ИСХОДНЫЙ ТЕКСТ
Евгений СошкинЛепрозорий для незрячихМихаил Генделев и проект «Русскоязычная литература Израиля»
На протяжении трех десятилетий Михаил Генделев не упускал случая подчеркнуть, что не является русским поэтом, но – израильским, пишущим по-русски. Концепция израильской русскоязычной литературы возникла в 1979 г. в кругу литераторов, куда помимо Генделева входили, по его собственному свидетельству (которое для нашей темы лишь и имеет значение), Майя Каганская, Анри Волохонский, Юрий Милославский, Леонид Гиршович[6]. Концепция была намеренно двусмысленной, подразумевая как самостоятельную литературу в ранге национальной, так и «новую литературу» – то есть в данном случае художественную реформу универсального характера в рамках отдельной региональной литературы. Дерзость этого проекта заключалась в демонстративном разрыве с, казалось бы, естественными союзниками, совместно боровшимися против советского врага за статус истинной русской литературы: во-первых, с русской эмиграцией, раздражавшей израильтян своим культурным экспансионизмом; во-вторых, с неподцензурной литературой в СССР (в частности, с так называемой ленинградской поэтической школой, о которой Генделев вспоминал: «Это было сплошное нелицеприятное мордобитие, что само по себе для начинающего автора – полезная вещь»[7]). Не менее дерзко звучало провозглашение русскоязычной литературы истинной литературой израильской – как реакция на ее – пусть не тотальное, но вполне явственное – бойкотирование, в основном по идеологическим мотивам, со стороны ивритоязычного литературного истеблишмента.

ИСХОДНЫЕ ДАННЫЕ

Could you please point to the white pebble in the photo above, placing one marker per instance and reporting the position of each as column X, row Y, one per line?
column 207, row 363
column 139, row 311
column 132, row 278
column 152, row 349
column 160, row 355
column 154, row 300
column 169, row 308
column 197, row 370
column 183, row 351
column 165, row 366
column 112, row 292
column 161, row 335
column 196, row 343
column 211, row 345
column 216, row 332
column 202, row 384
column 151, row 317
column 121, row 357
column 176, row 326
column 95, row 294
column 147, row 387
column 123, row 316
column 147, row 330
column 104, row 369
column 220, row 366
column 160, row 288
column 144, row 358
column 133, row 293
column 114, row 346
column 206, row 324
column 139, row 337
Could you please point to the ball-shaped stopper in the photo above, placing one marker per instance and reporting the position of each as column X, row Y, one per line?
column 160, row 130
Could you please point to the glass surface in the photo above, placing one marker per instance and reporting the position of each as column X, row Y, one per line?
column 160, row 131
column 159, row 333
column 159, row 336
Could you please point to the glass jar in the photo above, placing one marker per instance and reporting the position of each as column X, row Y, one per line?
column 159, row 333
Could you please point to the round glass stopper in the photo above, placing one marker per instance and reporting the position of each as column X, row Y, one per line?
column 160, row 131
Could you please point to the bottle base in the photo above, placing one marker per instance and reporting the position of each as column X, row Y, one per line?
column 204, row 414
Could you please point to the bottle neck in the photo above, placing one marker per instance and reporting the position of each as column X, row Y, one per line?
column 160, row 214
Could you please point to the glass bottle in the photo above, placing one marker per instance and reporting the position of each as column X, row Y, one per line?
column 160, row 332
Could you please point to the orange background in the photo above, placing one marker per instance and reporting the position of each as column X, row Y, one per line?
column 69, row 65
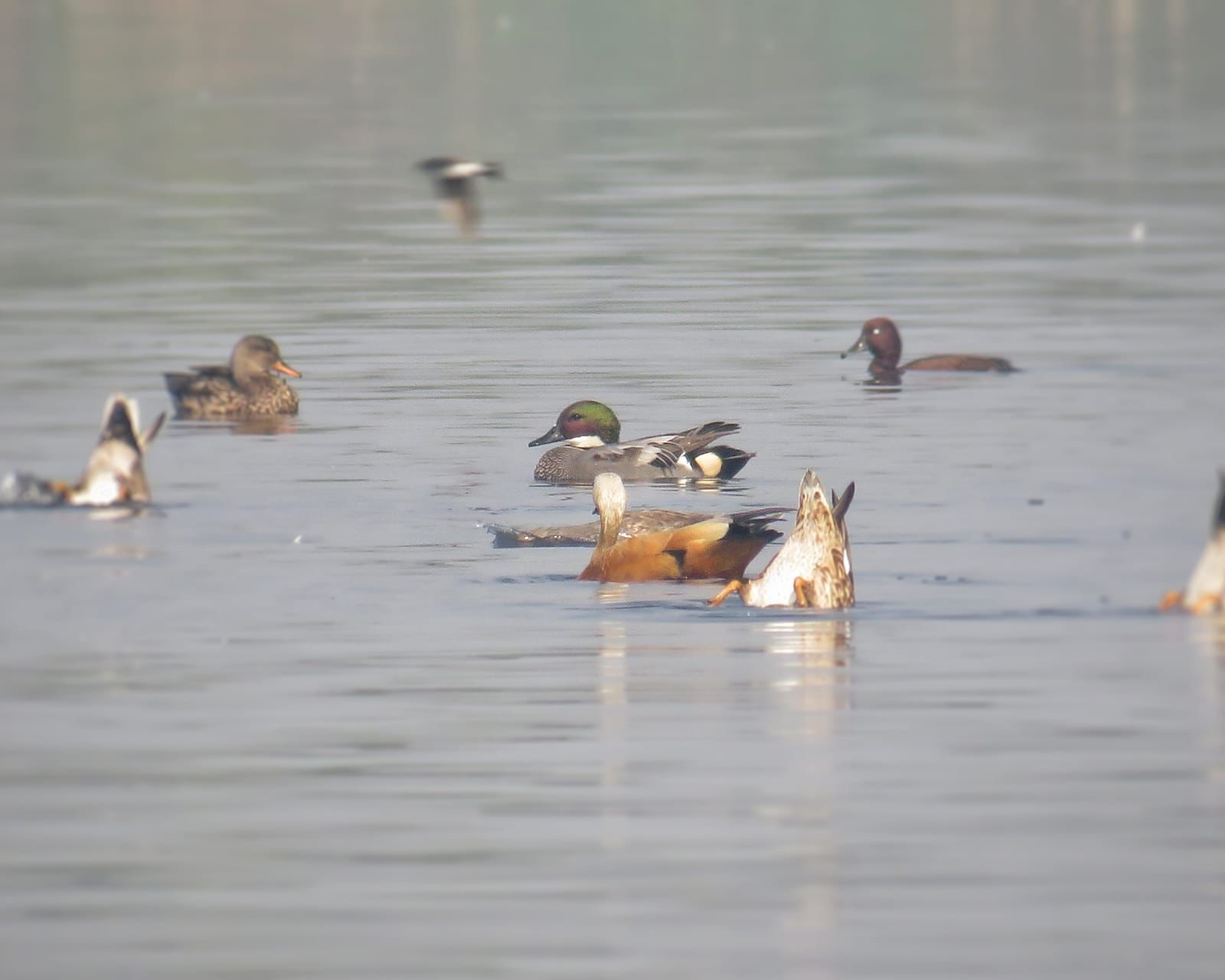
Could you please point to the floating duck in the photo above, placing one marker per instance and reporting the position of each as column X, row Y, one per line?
column 812, row 567
column 238, row 390
column 455, row 181
column 1206, row 588
column 717, row 548
column 592, row 434
column 636, row 524
column 881, row 336
column 113, row 475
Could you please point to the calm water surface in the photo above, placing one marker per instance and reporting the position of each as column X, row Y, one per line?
column 306, row 722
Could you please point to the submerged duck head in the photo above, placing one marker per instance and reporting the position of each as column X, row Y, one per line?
column 116, row 471
column 591, row 420
column 257, row 355
column 879, row 335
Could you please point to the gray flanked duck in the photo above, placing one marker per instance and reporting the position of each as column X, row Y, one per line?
column 591, row 435
column 881, row 336
column 238, row 390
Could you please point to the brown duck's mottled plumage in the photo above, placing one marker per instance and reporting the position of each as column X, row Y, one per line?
column 812, row 569
column 882, row 337
column 239, row 389
column 720, row 548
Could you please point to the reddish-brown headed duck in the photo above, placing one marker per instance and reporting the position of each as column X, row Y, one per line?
column 881, row 336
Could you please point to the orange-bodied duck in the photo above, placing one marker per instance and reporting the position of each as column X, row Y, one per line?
column 812, row 569
column 1206, row 588
column 718, row 548
column 238, row 390
column 881, row 336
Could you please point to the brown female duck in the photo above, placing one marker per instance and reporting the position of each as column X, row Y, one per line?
column 237, row 390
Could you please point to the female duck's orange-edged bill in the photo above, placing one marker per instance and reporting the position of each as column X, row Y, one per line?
column 718, row 548
column 881, row 336
column 812, row 569
column 1206, row 588
column 238, row 390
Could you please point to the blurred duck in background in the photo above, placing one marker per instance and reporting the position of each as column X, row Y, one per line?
column 455, row 183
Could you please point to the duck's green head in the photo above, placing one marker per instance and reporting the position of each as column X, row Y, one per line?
column 583, row 420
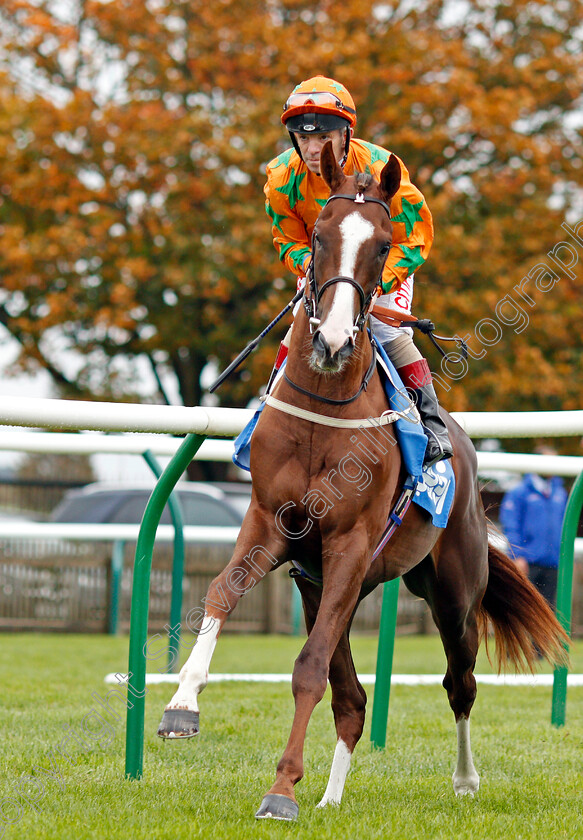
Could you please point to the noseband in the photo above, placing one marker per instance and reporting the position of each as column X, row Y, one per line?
column 311, row 303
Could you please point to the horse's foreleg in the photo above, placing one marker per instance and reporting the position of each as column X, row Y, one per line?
column 251, row 561
column 339, row 598
column 349, row 706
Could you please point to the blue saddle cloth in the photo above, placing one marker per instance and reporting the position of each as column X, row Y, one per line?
column 435, row 487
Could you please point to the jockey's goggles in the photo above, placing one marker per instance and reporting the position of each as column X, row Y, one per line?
column 317, row 98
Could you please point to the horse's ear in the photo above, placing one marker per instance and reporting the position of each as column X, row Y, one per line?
column 330, row 170
column 390, row 178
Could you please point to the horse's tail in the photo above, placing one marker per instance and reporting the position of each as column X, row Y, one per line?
column 524, row 624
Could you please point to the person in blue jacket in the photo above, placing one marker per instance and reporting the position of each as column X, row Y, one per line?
column 531, row 516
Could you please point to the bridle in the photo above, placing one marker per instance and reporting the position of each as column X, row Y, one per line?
column 311, row 302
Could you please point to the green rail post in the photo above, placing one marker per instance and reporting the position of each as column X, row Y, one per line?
column 565, row 593
column 177, row 566
column 140, row 604
column 116, row 574
column 386, row 647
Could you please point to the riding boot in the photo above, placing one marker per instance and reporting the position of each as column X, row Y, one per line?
column 417, row 379
column 279, row 360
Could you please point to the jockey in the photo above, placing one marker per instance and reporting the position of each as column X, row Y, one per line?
column 319, row 110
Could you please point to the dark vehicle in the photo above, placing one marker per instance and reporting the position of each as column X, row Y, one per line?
column 202, row 504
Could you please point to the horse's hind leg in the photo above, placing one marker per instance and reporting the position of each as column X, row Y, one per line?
column 251, row 561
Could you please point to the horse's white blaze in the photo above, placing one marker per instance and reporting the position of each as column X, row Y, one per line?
column 465, row 777
column 337, row 327
column 194, row 673
column 338, row 773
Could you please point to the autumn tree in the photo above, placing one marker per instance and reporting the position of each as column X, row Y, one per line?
column 134, row 137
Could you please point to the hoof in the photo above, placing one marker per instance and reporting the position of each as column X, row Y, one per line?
column 179, row 723
column 277, row 807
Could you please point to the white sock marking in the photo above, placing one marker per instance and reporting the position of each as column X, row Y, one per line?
column 337, row 326
column 194, row 673
column 465, row 777
column 338, row 773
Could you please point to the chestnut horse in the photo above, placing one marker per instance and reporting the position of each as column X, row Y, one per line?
column 313, row 502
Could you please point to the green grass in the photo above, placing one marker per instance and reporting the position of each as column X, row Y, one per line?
column 531, row 779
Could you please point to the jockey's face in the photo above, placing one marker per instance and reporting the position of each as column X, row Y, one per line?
column 312, row 144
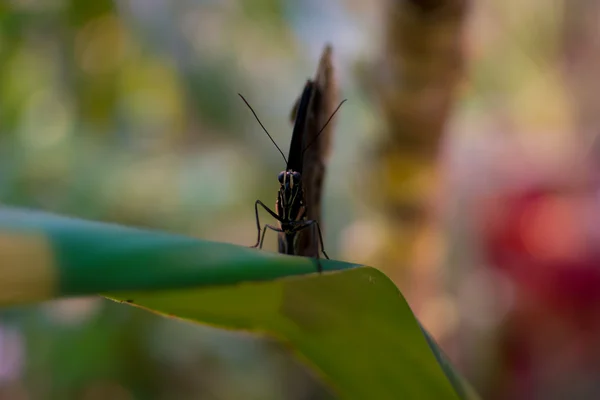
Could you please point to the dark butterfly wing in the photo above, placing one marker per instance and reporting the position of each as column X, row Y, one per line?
column 323, row 99
column 295, row 159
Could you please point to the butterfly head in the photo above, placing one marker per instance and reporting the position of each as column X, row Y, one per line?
column 290, row 190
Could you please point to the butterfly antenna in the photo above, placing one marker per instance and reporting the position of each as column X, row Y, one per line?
column 264, row 129
column 324, row 126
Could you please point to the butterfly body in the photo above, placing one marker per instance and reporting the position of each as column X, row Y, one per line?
column 304, row 170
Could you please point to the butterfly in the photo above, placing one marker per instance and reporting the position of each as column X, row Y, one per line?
column 298, row 204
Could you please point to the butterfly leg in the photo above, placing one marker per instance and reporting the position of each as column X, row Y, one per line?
column 256, row 204
column 321, row 240
column 312, row 223
column 262, row 239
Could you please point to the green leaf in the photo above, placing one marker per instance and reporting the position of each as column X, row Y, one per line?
column 350, row 324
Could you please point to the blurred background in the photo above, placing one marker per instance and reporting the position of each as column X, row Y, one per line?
column 464, row 165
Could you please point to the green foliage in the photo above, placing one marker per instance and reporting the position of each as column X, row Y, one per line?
column 351, row 323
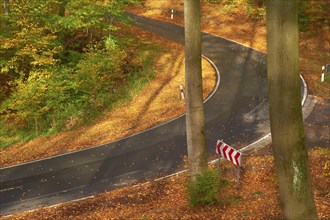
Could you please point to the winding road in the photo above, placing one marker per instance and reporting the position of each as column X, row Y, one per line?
column 236, row 112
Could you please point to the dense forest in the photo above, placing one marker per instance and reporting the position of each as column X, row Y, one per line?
column 60, row 60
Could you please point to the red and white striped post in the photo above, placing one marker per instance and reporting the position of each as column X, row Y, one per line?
column 224, row 150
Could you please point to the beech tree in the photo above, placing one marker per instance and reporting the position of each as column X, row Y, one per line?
column 197, row 160
column 286, row 119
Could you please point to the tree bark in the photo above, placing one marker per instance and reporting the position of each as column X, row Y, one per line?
column 6, row 9
column 286, row 119
column 197, row 160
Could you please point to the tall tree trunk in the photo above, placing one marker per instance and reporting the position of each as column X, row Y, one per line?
column 286, row 119
column 6, row 7
column 197, row 160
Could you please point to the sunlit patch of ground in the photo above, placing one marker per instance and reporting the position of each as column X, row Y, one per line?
column 157, row 102
column 256, row 198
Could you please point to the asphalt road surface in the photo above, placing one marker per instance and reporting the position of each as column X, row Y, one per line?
column 236, row 113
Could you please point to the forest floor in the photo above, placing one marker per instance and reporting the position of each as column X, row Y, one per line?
column 257, row 197
column 158, row 101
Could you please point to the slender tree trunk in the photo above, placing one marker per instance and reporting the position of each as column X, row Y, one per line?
column 197, row 160
column 6, row 7
column 63, row 4
column 286, row 119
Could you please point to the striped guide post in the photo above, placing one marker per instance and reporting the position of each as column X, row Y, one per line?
column 229, row 153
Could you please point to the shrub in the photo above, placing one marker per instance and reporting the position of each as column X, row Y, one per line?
column 205, row 189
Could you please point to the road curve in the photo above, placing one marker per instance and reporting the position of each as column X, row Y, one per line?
column 236, row 113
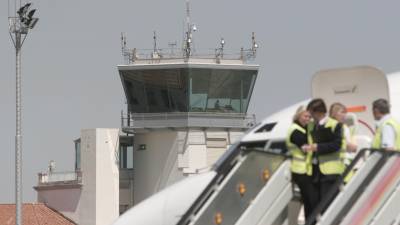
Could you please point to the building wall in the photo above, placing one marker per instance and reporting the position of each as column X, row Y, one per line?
column 65, row 201
column 107, row 176
column 96, row 202
column 149, row 164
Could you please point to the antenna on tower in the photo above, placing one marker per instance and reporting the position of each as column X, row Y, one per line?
column 188, row 46
column 156, row 54
column 154, row 42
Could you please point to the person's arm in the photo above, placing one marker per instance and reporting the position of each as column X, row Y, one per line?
column 298, row 138
column 388, row 136
column 333, row 146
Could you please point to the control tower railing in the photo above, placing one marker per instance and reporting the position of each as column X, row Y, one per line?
column 51, row 178
column 185, row 119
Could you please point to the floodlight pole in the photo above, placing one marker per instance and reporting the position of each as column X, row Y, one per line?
column 16, row 35
column 18, row 28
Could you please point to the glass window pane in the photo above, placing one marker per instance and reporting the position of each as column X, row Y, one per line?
column 220, row 90
column 153, row 91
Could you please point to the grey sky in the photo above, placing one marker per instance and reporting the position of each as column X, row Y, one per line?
column 70, row 80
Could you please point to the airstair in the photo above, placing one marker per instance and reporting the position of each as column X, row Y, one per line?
column 253, row 187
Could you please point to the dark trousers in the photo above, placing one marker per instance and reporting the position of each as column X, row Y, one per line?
column 309, row 192
column 325, row 184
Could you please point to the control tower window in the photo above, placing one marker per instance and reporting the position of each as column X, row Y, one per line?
column 77, row 154
column 154, row 91
column 126, row 157
column 188, row 90
column 220, row 90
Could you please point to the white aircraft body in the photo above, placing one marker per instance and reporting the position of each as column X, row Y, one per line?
column 355, row 87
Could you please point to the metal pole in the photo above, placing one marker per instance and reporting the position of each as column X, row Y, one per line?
column 18, row 136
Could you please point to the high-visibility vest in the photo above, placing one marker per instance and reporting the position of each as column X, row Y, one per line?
column 332, row 163
column 377, row 142
column 301, row 162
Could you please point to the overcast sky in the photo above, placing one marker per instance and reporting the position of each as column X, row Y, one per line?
column 70, row 79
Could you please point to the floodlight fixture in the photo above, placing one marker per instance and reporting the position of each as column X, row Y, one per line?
column 19, row 26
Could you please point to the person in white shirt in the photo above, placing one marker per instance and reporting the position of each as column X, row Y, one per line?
column 338, row 112
column 387, row 134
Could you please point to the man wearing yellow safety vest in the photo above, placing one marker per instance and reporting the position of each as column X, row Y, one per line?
column 387, row 135
column 325, row 142
column 301, row 161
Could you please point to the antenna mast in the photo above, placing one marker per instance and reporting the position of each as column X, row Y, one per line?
column 188, row 49
column 19, row 25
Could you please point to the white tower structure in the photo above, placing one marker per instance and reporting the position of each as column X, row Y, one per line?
column 184, row 108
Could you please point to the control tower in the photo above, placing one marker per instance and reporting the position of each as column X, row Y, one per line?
column 185, row 108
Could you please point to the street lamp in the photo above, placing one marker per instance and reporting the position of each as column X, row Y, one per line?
column 19, row 26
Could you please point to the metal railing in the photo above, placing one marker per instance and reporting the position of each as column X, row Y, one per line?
column 183, row 119
column 47, row 178
column 137, row 55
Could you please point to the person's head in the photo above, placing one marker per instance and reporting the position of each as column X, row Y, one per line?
column 302, row 116
column 317, row 108
column 338, row 112
column 380, row 108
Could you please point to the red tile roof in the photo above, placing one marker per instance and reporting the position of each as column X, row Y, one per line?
column 33, row 214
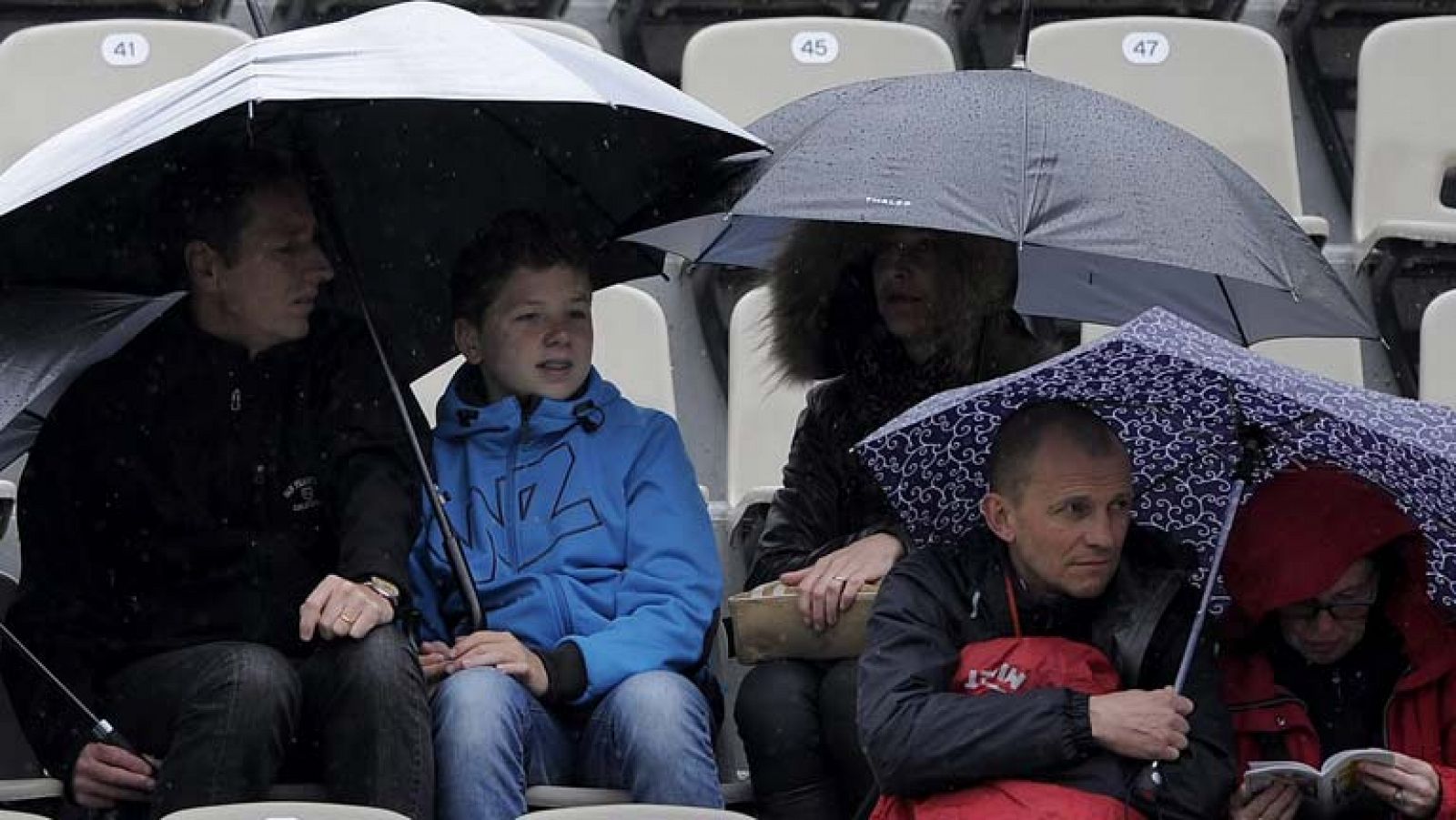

ЗАДАНИЯ
a) Запишите исходный текст полностью, без единого изменения.
b) Перепишите записи, начиная со строки с «Could you please point to the metal railing» и заканчивая строкой с «column 137, row 55» включительно, заменив «metal railing» на «iron fence» и оставив всё остальное без изменений.

ОТВЕТЫ
a)
Евгений СошкинЛепрозорий для незрячихМихаил Генделев и проект «Русскоязычная литература Израиля»
На протяжении трех десятилетий Михаил Генделев не упускал случая подчеркнуть, что не является русским поэтом, но – израильским, пишущим по-русски. Концепция израильской русскоязычной литературы возникла в 1979 г. в кругу литераторов, куда помимо Генделева входили, по его собственному свидетельству (которое для нашей темы лишь и имеет значение), Майя Каганская, Анри Волохонский, Юрий Милославский, Леонид Гиршович[6]. Концепция была намеренно двусмысленной, подразумевая как самостоятельную литературу в ранге национальной, так и «новую литературу» – то есть в данном случае художественную реформу универсального характера в рамках отдельной региональной литературы. Дерзость этого проекта заключалась в демонстративном разрыве с, казалось бы, естественными союзниками, совместно боровшимися против советского врага за статус истинной русской литературы: во-первых, с русской эмиграцией, раздражавшей израильтян своим культурным экспансионизмом; во-вторых, с неподцензурной литературой в СССР (в частности, с так называемой ленинградской поэтической школой, о которой Генделев вспоминал: «Это было сплошное нелицеприятное мордобитие, что само по себе для начинающего автора – полезная вещь»[7]). Не менее дерзко звучало провозглашение русскоязычной литературы истинной литературой израильской – как реакция на ее – пусть не тотальное, но вполне явственное – бойкотирование, в основном по идеологическим мотивам, со стороны ивритоязычного литературного истеблишмента.

b)
Could you please point to the iron fence in the photo above, placing one marker per instance and reporting the position of each as column X, row Y, one per line?
column 183, row 119
column 47, row 178
column 137, row 55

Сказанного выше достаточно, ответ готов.